TASK ITEM - For each line of the data that includes the word "photo", copy the line.

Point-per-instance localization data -
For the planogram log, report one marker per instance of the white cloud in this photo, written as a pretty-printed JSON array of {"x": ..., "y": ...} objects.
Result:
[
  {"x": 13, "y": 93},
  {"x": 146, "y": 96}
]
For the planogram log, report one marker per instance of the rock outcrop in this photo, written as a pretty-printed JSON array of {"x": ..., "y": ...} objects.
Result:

ANSWER TO THE PROBLEM -
For the planogram log, report one marker per instance of the white cloud in this photo, written as a pretty-printed JSON array of {"x": ..., "y": ...} objects.
For the planogram log, report one marker per instance of the rock outcrop in this photo, written as a pretty-printed JSON array of {"x": ..., "y": ...} objects.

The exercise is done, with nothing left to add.